▸ Problem to solve: Reproduce the stretch of the material from the line containing "For the evaluation set, tag every instance of the house" through the line containing "[[323, 83], [141, 70]]", both ends included, character for character. Give only those lines.
>> BEGIN
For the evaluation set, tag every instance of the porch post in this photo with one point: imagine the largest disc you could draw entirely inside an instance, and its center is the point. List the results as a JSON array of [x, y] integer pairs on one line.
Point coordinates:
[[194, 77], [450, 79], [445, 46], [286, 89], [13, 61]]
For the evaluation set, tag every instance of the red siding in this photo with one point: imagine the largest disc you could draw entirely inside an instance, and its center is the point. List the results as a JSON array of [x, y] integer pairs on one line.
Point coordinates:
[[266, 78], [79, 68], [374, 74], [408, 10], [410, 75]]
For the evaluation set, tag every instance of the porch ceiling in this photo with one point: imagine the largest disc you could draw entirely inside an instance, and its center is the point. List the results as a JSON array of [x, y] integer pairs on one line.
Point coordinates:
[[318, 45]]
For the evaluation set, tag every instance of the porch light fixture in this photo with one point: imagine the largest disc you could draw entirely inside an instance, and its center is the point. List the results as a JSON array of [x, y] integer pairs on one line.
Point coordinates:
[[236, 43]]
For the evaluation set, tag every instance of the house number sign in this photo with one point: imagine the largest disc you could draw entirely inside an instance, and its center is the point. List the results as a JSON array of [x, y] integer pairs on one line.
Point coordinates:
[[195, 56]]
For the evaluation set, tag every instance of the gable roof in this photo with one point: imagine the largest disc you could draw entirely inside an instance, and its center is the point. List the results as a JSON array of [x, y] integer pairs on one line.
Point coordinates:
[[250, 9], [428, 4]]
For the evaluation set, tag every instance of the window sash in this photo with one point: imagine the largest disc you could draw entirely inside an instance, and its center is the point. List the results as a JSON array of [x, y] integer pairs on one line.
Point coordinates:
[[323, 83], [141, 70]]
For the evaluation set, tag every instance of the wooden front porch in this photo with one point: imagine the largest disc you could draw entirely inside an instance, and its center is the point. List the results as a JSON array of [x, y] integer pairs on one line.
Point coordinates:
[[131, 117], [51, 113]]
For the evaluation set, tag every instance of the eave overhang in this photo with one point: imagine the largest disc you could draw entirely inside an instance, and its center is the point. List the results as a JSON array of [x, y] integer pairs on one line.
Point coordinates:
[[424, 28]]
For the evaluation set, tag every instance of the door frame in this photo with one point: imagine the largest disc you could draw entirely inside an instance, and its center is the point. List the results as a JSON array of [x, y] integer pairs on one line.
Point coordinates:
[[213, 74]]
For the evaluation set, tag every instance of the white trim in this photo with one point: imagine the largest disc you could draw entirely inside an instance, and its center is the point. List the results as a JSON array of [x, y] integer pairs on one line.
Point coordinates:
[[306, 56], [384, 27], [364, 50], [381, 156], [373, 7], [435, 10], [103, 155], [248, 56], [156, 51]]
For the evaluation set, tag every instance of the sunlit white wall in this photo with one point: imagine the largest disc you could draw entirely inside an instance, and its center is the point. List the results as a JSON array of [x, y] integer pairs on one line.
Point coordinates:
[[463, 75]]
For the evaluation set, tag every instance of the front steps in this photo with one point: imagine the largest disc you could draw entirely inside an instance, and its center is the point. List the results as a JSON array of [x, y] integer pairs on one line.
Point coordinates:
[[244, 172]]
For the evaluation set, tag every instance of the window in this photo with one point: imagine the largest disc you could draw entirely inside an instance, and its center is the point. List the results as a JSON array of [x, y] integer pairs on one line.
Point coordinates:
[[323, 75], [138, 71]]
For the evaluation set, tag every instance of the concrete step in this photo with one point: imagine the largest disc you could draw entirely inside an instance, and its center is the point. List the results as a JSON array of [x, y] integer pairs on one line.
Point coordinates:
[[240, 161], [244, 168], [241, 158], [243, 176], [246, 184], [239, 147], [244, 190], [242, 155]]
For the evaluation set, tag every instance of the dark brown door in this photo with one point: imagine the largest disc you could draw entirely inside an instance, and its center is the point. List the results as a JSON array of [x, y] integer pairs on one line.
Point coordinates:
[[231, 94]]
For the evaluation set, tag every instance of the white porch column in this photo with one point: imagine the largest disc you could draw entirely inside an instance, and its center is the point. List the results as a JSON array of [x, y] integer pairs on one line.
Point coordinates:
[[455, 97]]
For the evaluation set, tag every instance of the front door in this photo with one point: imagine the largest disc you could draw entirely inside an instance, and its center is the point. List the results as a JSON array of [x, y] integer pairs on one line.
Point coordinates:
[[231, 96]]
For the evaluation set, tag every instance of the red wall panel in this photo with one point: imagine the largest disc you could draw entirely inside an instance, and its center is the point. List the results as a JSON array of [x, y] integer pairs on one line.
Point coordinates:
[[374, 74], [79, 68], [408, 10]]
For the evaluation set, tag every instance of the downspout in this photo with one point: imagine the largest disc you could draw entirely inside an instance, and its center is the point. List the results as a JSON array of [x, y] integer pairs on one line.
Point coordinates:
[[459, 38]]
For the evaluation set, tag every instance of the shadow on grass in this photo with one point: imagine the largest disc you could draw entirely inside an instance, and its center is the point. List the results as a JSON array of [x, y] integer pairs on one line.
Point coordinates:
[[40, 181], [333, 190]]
>> END
>> BEGIN
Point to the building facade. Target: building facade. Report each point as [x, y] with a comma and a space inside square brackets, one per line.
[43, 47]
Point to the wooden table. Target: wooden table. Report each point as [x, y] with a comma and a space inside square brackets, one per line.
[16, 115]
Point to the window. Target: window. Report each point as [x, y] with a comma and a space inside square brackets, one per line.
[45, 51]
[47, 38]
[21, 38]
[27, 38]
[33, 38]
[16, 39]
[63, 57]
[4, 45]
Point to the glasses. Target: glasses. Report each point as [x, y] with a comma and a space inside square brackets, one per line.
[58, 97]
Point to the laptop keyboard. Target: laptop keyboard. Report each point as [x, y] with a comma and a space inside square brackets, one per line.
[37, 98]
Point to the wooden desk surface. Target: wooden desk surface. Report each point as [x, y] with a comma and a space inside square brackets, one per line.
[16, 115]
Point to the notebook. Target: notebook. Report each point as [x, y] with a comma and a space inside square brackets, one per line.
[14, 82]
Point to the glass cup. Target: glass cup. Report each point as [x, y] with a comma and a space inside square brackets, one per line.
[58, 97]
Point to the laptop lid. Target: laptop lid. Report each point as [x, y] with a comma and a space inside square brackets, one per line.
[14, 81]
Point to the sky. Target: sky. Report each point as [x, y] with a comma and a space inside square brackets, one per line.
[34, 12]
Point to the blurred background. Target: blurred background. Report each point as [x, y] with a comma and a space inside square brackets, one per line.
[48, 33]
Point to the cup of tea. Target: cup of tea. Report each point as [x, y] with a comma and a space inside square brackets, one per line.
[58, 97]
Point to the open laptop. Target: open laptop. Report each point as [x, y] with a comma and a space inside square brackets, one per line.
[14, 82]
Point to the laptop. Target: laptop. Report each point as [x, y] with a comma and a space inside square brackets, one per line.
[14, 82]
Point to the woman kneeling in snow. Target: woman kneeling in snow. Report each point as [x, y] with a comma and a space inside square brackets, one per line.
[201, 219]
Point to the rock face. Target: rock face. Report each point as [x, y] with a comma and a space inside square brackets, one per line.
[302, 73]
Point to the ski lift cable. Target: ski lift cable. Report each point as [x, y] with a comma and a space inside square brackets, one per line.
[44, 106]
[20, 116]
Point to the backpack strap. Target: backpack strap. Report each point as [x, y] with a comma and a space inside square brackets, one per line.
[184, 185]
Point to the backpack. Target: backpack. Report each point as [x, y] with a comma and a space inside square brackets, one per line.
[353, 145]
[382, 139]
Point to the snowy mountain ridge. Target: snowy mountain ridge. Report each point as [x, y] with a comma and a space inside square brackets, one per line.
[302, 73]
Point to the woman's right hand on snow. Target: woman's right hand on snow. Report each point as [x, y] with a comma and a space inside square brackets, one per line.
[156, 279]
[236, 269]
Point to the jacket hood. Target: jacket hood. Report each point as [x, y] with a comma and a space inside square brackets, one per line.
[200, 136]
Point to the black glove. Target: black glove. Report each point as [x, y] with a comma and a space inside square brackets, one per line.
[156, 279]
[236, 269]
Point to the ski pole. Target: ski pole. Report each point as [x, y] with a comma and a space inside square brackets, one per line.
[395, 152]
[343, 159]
>> END
>> BEGIN
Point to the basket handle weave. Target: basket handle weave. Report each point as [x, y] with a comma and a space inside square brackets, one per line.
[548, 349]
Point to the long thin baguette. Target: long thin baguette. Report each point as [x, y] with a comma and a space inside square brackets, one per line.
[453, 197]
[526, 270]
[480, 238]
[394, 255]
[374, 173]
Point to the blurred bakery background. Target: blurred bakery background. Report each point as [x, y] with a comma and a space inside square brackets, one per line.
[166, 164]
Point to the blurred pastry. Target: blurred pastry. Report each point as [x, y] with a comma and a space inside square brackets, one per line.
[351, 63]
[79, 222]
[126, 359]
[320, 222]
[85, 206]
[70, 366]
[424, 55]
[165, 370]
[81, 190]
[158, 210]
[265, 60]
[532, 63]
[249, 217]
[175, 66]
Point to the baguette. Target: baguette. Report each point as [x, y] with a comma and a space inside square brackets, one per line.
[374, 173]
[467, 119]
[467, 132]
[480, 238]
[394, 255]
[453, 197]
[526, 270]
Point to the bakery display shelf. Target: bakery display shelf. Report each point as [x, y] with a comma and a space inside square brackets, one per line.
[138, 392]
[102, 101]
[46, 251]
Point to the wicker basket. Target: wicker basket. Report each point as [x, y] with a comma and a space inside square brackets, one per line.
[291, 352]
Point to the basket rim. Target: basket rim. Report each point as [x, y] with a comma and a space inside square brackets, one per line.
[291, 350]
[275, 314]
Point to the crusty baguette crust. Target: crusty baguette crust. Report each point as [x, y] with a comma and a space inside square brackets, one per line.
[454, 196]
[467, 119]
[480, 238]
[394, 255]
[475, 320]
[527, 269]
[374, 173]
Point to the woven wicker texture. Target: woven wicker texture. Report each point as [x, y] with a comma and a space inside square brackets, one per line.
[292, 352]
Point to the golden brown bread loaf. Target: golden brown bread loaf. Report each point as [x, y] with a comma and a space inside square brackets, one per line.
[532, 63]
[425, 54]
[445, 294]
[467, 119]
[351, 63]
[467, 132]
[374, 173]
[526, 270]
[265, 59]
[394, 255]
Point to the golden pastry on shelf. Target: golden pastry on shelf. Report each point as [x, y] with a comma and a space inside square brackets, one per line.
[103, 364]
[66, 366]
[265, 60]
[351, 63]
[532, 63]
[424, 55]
>> END
▸ Correct response:
For the evaluation set, tag every instance of the house number sign in this photo with one point: imagine the largest disc you could draw entirely inside an instance, and its center is the point. List the results as a JSON array of [x, y] integer pairs on one line.
Point coordinates:
[[195, 56]]
For the evaluation set, tag every instance of the gable roof in this photo with one point: imagine the largest disc you could draw entirely inside an instance, and its center is the point. List the results as a JSON array of [x, y] integer pairs on one line.
Point coordinates:
[[250, 9], [428, 4]]
For the evaluation set, tag every instance of the window sash in this photo with one point: imagine the largest disc you could draw entirely inside an instance, and its center is the point. List the results as a JSON array of [x, y] integer pairs on one line.
Point coordinates:
[[323, 83], [141, 70]]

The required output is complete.